— YOUR OBJECTIVE —
Your answer must consist of the records exactly as given, with no pictures included.

=== Section Start ===

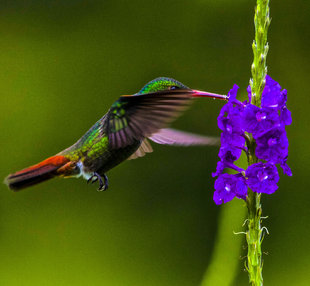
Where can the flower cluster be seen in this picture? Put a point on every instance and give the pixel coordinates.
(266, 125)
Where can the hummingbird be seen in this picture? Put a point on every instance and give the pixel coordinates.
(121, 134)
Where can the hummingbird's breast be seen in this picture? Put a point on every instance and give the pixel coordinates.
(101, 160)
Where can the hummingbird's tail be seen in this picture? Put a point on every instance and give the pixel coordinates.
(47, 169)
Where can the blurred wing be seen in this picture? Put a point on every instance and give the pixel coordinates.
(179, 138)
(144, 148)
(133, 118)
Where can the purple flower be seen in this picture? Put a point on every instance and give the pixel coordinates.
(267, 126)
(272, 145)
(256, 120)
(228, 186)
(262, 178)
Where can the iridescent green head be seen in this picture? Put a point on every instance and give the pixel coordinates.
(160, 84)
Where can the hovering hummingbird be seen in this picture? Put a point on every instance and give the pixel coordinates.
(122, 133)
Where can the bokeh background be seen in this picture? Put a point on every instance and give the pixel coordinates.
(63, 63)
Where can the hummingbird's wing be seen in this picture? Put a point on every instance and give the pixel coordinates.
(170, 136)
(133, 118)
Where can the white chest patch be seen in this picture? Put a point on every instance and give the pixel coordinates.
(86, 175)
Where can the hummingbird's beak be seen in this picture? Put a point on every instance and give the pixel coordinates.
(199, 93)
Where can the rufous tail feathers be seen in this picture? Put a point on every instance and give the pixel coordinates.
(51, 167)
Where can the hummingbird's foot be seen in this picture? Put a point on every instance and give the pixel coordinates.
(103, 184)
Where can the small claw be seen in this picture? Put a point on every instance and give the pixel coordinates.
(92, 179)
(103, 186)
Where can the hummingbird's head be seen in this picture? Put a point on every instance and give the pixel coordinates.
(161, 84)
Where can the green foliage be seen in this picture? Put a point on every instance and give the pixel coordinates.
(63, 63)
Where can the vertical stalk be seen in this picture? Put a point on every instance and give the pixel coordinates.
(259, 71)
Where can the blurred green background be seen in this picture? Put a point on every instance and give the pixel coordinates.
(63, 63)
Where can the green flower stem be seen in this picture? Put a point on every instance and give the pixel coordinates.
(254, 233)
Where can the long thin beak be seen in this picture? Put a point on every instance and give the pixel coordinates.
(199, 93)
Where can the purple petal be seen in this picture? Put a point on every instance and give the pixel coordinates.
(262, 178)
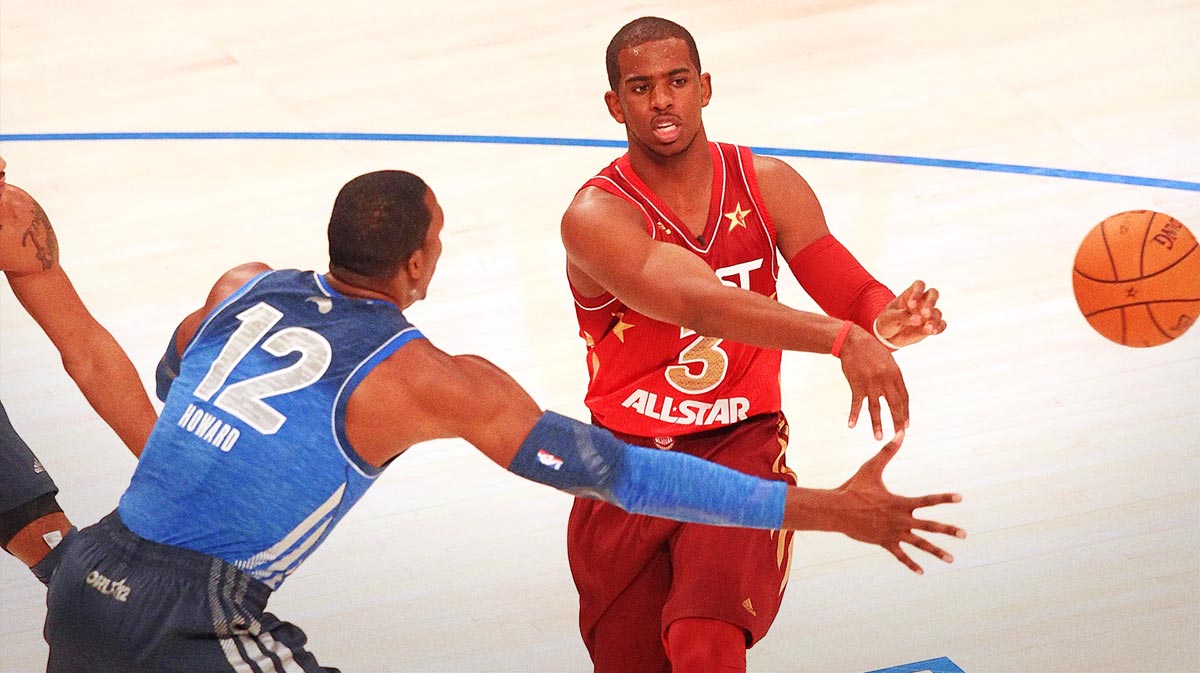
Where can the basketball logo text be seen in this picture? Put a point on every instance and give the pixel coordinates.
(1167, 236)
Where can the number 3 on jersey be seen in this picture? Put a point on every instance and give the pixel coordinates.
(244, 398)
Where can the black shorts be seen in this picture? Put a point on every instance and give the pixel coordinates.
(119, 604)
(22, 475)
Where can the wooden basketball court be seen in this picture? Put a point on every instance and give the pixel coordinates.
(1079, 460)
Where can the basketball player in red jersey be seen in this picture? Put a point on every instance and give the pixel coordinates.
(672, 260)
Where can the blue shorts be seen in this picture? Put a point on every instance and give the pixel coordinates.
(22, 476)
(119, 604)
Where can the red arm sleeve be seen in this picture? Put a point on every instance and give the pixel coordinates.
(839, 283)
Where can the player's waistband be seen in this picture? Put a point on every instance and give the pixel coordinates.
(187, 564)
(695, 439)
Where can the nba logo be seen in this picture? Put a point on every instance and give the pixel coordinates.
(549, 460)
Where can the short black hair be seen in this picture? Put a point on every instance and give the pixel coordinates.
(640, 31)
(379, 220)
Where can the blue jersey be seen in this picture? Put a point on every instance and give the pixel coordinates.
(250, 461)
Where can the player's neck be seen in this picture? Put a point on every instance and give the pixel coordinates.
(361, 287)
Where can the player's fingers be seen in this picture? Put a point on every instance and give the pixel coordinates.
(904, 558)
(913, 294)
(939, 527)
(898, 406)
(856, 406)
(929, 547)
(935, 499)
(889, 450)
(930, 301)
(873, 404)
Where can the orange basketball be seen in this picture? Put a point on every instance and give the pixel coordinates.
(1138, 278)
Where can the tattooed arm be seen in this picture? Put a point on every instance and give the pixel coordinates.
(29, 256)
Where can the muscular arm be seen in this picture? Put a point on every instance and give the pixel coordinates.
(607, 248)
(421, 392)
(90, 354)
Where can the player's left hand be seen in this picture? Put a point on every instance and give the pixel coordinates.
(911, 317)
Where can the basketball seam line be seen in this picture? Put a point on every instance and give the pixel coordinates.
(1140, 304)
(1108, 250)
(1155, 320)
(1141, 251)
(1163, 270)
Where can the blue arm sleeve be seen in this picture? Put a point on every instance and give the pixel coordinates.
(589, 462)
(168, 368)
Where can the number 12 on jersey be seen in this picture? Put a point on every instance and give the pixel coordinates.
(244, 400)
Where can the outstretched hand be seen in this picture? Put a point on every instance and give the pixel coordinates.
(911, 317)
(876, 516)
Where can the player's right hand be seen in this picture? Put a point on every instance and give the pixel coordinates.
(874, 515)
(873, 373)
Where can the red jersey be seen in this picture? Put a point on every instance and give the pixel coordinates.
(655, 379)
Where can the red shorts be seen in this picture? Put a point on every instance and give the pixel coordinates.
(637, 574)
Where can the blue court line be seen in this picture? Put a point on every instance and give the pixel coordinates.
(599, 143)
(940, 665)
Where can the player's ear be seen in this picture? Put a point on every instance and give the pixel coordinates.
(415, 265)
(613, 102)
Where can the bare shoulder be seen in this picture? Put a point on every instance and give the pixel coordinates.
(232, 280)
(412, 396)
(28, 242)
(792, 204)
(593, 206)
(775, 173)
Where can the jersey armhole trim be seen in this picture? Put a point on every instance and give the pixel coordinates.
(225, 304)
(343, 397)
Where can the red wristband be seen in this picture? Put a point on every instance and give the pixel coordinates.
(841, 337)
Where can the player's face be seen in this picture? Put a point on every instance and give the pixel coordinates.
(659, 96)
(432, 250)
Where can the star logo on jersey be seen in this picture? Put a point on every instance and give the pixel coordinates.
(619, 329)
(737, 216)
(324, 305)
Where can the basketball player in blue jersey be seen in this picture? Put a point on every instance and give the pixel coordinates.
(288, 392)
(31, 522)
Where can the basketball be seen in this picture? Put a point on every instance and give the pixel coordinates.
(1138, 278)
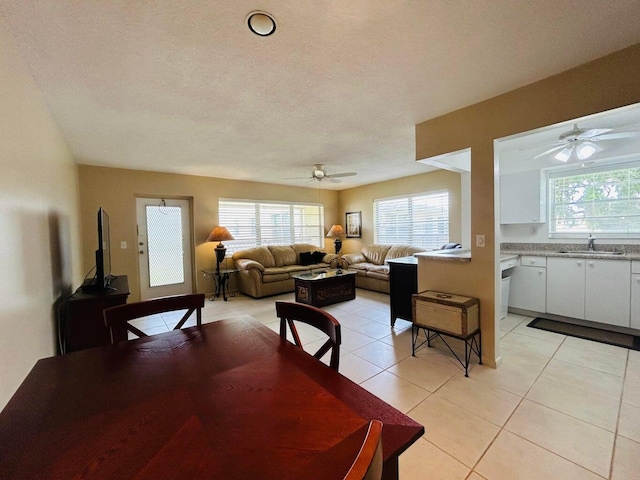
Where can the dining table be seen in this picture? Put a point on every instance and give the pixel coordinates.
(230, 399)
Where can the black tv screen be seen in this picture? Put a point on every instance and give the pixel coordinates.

=== Section End ===

— TASK RESPONSE —
Where can the flower cluster be seen in this picture? Put a point on every instance and give the pixel coordinates.
(266, 125)
Where can the hummingbird be seen in this picture? Put a point on every instance and give the pixel coordinates.
(121, 134)
Where can the hummingbird's breast be seen in this picture? Put a point on every instance and give the pixel coordinates.
(101, 160)
Where can the hummingbird's tail be seen in this picture? Put a point on every instance and give the pixel coordinates.
(47, 169)
Where can the blurred wing be seen in this picture? Put a point on every instance and give the pixel coordinates.
(179, 138)
(144, 148)
(133, 118)
Where can the purple flower be seen in this picture? Put a point on every instance and give the pixel coordinates.
(267, 126)
(272, 145)
(256, 120)
(228, 186)
(262, 178)
Where can the iridescent green head be seen in this picture? Put a point on every instance and give the pixel coordinates.
(160, 84)
Where can the hovering hummingbird be seen in this picture? Put a point on every instance and give the pixel coordinates.
(122, 133)
Where can the bokeh background be seen in this picture? Put a point on every instance and give the pixel coordinates.
(63, 63)
Where can the hummingbird's wing be seen in this picture? Put a point on every instance and give the pixel coordinates.
(170, 136)
(133, 118)
Where can the white chest patch be seen in this picture? Put a point on every instance and give the pixel coordinates.
(86, 175)
Where can the hummingbird's beak be seen in this picture? Put a point on every instance and give the pixel coordinates.
(199, 93)
Where can the rufous tail feathers be seen in this picture? Put a point on every instance and give the pixel coordinates.
(51, 167)
Where can the hummingbird's foot be seen in this picture? Put a point on every instance and give the pixel coordinates.
(103, 184)
Where can the small claw be seen in this picture? Put a point on every instance and give the pixel coordinates.
(92, 179)
(103, 186)
Where can the hummingbird's head be seen in this picture? Put a point on every instance and give the pixel coordinates.
(161, 84)
Where can the green foliage be seen in this picture? Put a point on every instance and give the pixel coordinates.
(63, 63)
Where can the vertical stalk be seen in this picture? Put a point on every instance and give the pixel coordinates.
(259, 71)
Where can the blurred green background be seen in this picture? Put a point on every instance and give the pixel coordinates.
(63, 63)
Where can the green flower stem be seen in this picture? Put a point on every instance and give the pixel coordinates.
(254, 233)
Where can the long thin beak be seen in this picture? Put a point on every instance and give the pixel coordinates.
(199, 93)
Where can the purple petal be seen in this picture? Put a point on every instance and give the pixel coordinates.
(262, 178)
Where can the basketball logo text be seen in this picture? Put a point on every instance and give the pixel coordinates.
(1167, 236)
Where can the number 3 on jersey be seen in this picture? Put a point on every instance and give the pixel coordinates.
(244, 398)
Where can the black shorts be seen in this picture? Put a point on every instance and give the pixel coordinates.
(119, 604)
(22, 475)
Where can the wooden basketball court be seen in this picture? Put a point on every instance and give the pixel coordinates.
(1079, 460)
Where can the basketball player in red jersey be seen in this picture? Put a point on every instance and give the pixel coordinates.
(672, 260)
Where can the blue shorts be seen in this picture? Put a point on every instance and give the pixel coordinates.
(22, 476)
(119, 604)
Where can the red arm sleeve be seen in this picture? Put a point on every instance and give the pixel coordinates.
(839, 283)
Where can the player's waistband be seen in this picture? Put a point on every instance and give the pixel coordinates.
(187, 564)
(695, 439)
Where can the nba logo be seen in this picture? Put a point on every instance and give the pixel coordinates.
(549, 460)
Where can the short black hair be seen in this picture? Put a point on every instance and give the pixel coordinates.
(640, 31)
(379, 220)
Where can the blue jersey be seen in this picture? Put a point on every instance and give the pixel coordinates.
(250, 461)
Where can the player's neck be seen in this picture? Put a point on every instance and give the pixel coordinates.
(361, 287)
Where can the player's fingers be seen in this picture? Put a point on every instance and give the pixel coordinates.
(904, 558)
(913, 294)
(939, 527)
(898, 406)
(856, 406)
(929, 547)
(935, 499)
(889, 450)
(930, 301)
(873, 404)
Where can the orange basketball be seen in this picture? Put a point on every instance and give the pixel coordinates.
(1138, 278)
Where can the tattooed arm be seen in this picture? Put a point on every instance and give the pixel coordinates.
(29, 256)
Where can the muscular arm be seen in this picture? Put a point on every instance and give the pixel coordinates.
(607, 248)
(421, 392)
(90, 354)
Where can the player's left hand be seen in this picture? Put a point on every instance and give the pixel coordinates.
(911, 317)
Where can the basketball seam line be seen in this picture? Put a point on every instance and give the pixel coordinates.
(1140, 304)
(1108, 250)
(1155, 320)
(1141, 251)
(1163, 270)
Where can the blue arm sleeve be seen in this picture? Put a point on every instance and give the pixel coordinates.
(589, 462)
(168, 368)
Where can the number 12 on jersey be seen in this picture? Put a point on every instance and give the pixel coordinates.
(244, 400)
Where can the outstretched hand be seen in this picture? Put a point on every instance and give the pixel coordinates.
(911, 317)
(876, 516)
Where can the player's right hand be seen in this picture? Put a point on every instance and give the pixel coordinates.
(874, 515)
(873, 373)
Where can the red jersey be seen in this picture? Put a point on every instance and give the pixel coordinates.
(655, 379)
Where can the red shorts be seen in this picture? Put a point on every instance and give the pixel coordinates.
(637, 574)
Where can the blue court line be seen in this picture? Put a point on every instance and give the pixel coordinates.
(599, 143)
(940, 665)
Where can the player's ear be seen in this picture? Put a point on every instance and give the pixel coordinates.
(415, 265)
(613, 102)
Where can the bare shoulder be seen in this picture? Put a point on every instance and give the pixel coordinates.
(232, 280)
(412, 396)
(28, 242)
(792, 204)
(593, 206)
(775, 173)
Where can the jersey armhole trim be seen in this picture? Put a point on every instance and give the pixel coordinates.
(225, 304)
(343, 397)
Where can the red wristband be seen in this picture? Put a point on every instance and give the pixel coordinates.
(841, 337)
Where can the player's face be seen in this picture? Put a point on every instance and give the pixel coordinates.
(659, 96)
(432, 250)
Where can the star logo on jersey be seen in this picture? Put a point on every instance and give the pixel coordinates.
(619, 329)
(737, 216)
(324, 305)
Where can the basketball player in blue jersey be seen in this picture? Put a point on every instance and give the pixel coordinates.
(288, 392)
(31, 522)
Where can the basketball be seen in this picture? Put a point on every instance and give the pixel coordinates.
(1138, 278)
Where can the dining table be seen in this picture? Put a point on every instance and give the pixel coordinates.
(230, 399)
Where can the black tv screen be seen in this picture? Put a point on every instance and give the pixel coordinates.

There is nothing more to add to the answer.